## Prompt
Please answer these questions about the Seaborn page:
1. Which library is Seaborn built on top of?
2. What file path does the page give for the dataset?
3. Which function does the page use to review the dataset's columns?

## Passage to read
_ _ _ _ _
Seaborn

Seaborn is a Python library built on top of Matplotlib. It’s great for exploring data because it works well with pandas DataFrames and includes built-in themes and statistical plotting options like scatterplots, boxplots, and heatmaps!

In this document, we will:

  • Create different types of visualizations, including bar plots, scatterplots, boxplots histograms, and heatmaps.

  • Modify axis labels, titles, and other graph elements to improve readability.

  • Explore dataset preparation techniques, including handling missing values and filtering data.

  • Analyze trends and patterns in the data by applying various Seaborn visualization techniques.

Understanding the Data Prior to Plotting

Just as we did when learning plotly, we will use the following dataset(s) to understand seaborn:

/anvil/projects/tdm/data/zillow/Metro_time_series.csv

Let’s review the dataset’s columns to identify which ones might be suitable for creating a plot. We will use the .columns function again.

import plotly.express as px
import pandas as pd

myDF = pd.read_csv("/anvil/projects/tdm/data/zillow/Metro_time_series.csv")
_ _ _ _ _
## Data block
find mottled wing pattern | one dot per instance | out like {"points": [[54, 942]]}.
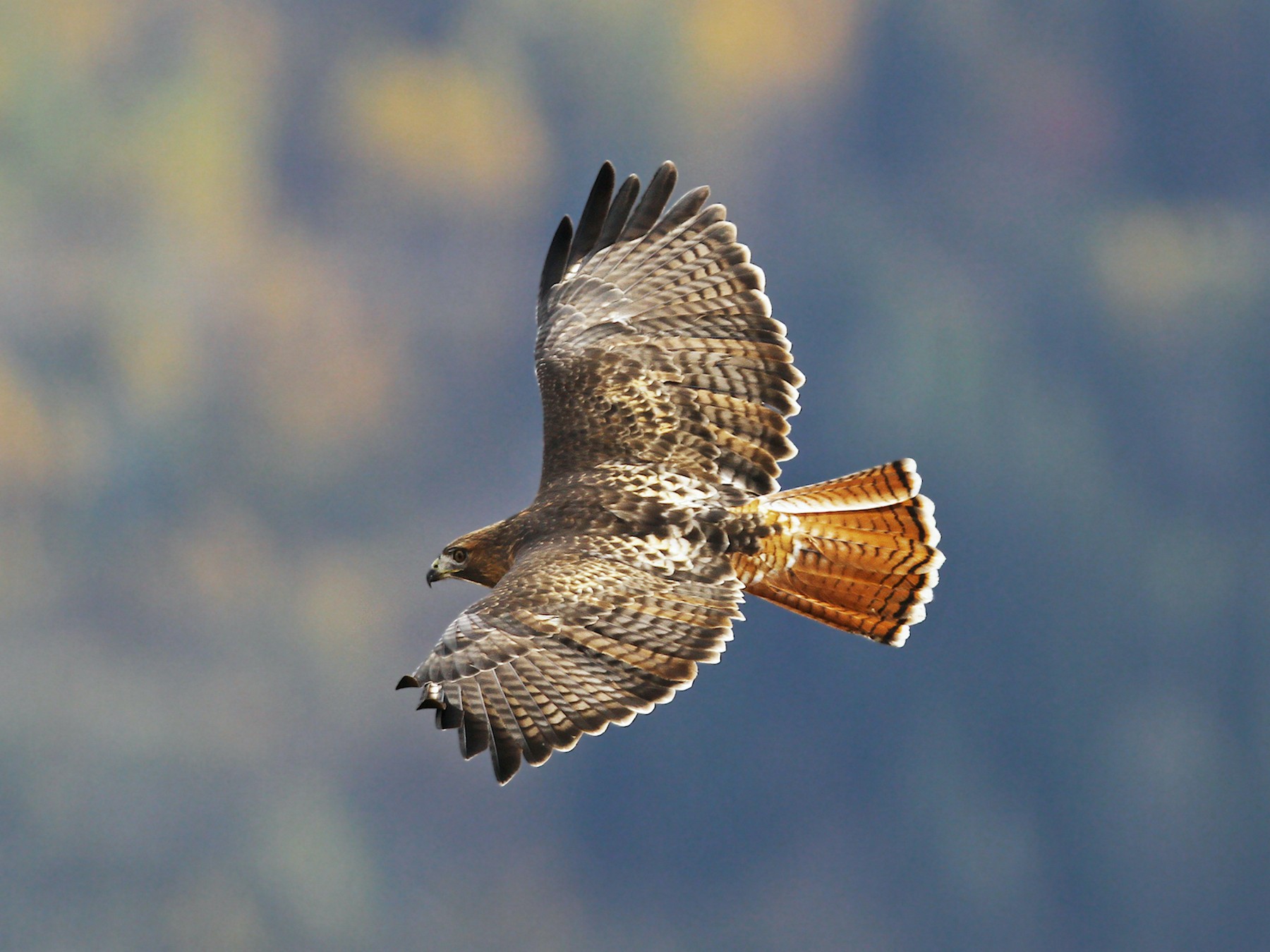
_ _ _ _ _
## Finished task
1. Matplotlib
2. /anvil/projects/tdm/data/zillow/Metro_time_series.csv
3. The .columns function